- The data:
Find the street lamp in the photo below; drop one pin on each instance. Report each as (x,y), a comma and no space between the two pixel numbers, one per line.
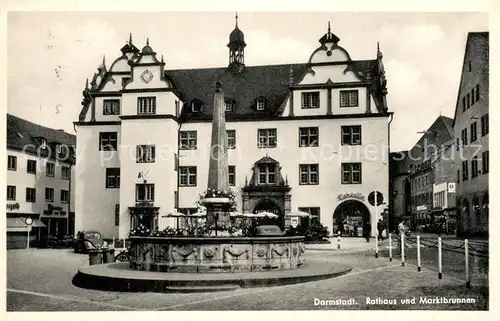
(28,222)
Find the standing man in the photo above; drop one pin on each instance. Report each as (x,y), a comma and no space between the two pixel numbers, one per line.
(380,229)
(367,230)
(402,228)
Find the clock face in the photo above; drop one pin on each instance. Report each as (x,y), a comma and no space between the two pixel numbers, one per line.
(146,76)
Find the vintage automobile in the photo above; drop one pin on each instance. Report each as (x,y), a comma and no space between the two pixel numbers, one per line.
(88,240)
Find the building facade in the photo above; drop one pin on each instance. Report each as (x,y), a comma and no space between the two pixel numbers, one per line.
(40,162)
(311,137)
(471,129)
(431,162)
(400,188)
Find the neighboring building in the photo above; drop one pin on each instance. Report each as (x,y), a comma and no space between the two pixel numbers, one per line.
(298,137)
(471,128)
(400,188)
(40,183)
(444,186)
(424,162)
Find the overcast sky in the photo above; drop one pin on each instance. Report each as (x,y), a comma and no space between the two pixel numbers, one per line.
(50,54)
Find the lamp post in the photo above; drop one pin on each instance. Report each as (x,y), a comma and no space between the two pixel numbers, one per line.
(28,222)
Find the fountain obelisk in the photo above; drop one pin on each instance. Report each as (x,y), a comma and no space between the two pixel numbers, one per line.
(218,206)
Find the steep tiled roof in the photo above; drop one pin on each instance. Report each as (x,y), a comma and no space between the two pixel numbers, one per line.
(448,122)
(270,82)
(23,134)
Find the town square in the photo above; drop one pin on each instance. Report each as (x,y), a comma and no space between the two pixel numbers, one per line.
(212,161)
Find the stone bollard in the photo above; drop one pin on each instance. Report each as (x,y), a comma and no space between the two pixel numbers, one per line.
(95,257)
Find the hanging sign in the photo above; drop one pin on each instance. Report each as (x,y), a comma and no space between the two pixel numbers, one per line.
(13,206)
(345,196)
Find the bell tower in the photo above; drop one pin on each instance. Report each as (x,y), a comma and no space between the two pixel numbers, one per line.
(236,48)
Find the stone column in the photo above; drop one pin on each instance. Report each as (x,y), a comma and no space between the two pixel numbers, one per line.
(218,172)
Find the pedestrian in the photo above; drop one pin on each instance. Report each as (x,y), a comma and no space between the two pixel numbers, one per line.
(367,230)
(402,229)
(380,229)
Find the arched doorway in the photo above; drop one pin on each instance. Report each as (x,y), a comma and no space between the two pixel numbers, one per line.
(465,215)
(351,217)
(486,207)
(268,205)
(477,212)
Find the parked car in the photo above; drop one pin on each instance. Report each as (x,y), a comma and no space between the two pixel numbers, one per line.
(88,240)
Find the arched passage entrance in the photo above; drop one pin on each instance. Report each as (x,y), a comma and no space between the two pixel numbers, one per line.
(268,205)
(465,215)
(477,212)
(486,205)
(351,217)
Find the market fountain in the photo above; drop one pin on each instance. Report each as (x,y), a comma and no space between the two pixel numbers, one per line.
(217,250)
(206,260)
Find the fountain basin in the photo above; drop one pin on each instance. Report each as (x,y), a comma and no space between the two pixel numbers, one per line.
(216,254)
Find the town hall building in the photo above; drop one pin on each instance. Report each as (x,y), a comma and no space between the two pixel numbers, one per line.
(311,137)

- Task item: The records are to be returned verbatim. Skip any picture they contain.

- Exercise response:
Find the street lamp in the photo below; drop one pin on each instance. Report each as (x,y), a comma and no space between the two pixel numbers, one per line.
(28,222)
Find the standing man in the photo above; drop one pin on each instance. Report each as (x,y), a comma and no space between the two pixel numbers, one per line.
(380,229)
(367,230)
(402,228)
Find the clock face in the photo above; drop one pin on each instance. Report each as (x,y), a comma and no space between the two pixel numbers, one per line.
(146,76)
Find the vintage automobile in the photo above; drop one pin on each instance. Report each as (x,y), a comma and no space between the two pixel numbers, one per line.
(88,240)
Find the building facade in the photo above; drop one pin on each instance. Report each as (x,y), a comma and no space between the two pixel numbers, one per line.
(40,162)
(311,137)
(471,129)
(431,162)
(400,188)
Find the neighboring building in the photo above; drop one pin on each instance. Report each as (x,y), a comma and no space between the two pixel numbers, one per line.
(298,137)
(471,128)
(400,188)
(40,183)
(444,186)
(424,162)
Find the overcast sky in the photo above; drop one pin on each instance. Report each as (x,y), a comma and no space between the two pixel numbers, one per line.
(50,54)
Find the lamp post in the photo above; drop one pin on each instance. Report each as (x,y), a comma and no space between the two pixel numbers, one per line.
(28,222)
Find the fountain obelisk in the photo above; drop one pin on each instance. Report each as (x,y), a comma and no space between the two pixel numbers, one per line.
(218,206)
Find the steep tiled roof in the photo above; drop one pin on each instance. Report each as (x,y), a comma and no space between the two pixel numbers, one per line.
(448,122)
(270,82)
(23,134)
Find the town square in the photo above; drop one pin on each instance. Report each as (x,y), a comma and no space between the two pixel numbers, one per line.
(212,161)
Find the stone bollard in the photo above; drop one pin on each instance. Report each as (x,y), a comma and no space between the two pixel numbers, one per line.
(95,257)
Find the hanging sign in the photo above; drop one pin on each instance. Report each as (x,y), a comma and no space between the two pixel numbers, one per line.
(13,206)
(345,196)
Find the bell tower in the photo above; drop one pin on each instance. Report each as (x,y), a comma and no space between the two pixel numbers, one per line.
(236,48)
Find the stone column in the photo above; drop one pin on each instance. Report each as (x,y), a comma and no space between the two pixel numbers, one per line.
(218,172)
Find the pedestrian in the photo above; drop one pin on each instance. Report each as (x,y), a comma and no space between the two pixel numbers, one per line.
(367,230)
(402,229)
(380,229)
Find the arched doorway in the photo above; drop one pin on each instance. Report each as (x,y), a comma and no space between the two pixel numbers, one per line.
(465,215)
(351,217)
(486,207)
(268,205)
(477,212)
Find the parked car in the photo above; drop one pin on each instance. Report each as (x,y), a comma and no space between the two pixel numbers, one per line.
(88,240)
Find the arched passage entrance in the photo above; drop one pin on each instance. Report each as (x,y), a comma and no space between the two pixel numbers, one per line.
(268,205)
(465,215)
(477,212)
(486,205)
(351,217)
Find the market fountain in the photo above; drop one pin on each instance. Report each as (x,y), a comma and no space between the two pixel numbers, one per line.
(217,250)
(206,260)
Find the fountain basin in the photo above; drop one pin on each instance. Report each as (x,y), a comma and no space between the two pixel numbers, one per line.
(216,254)
Find the town hall building in the photo above; drop one pin on each instance. Report each as (x,y), a comma and no space between the two pixel numbers, one per line.
(311,137)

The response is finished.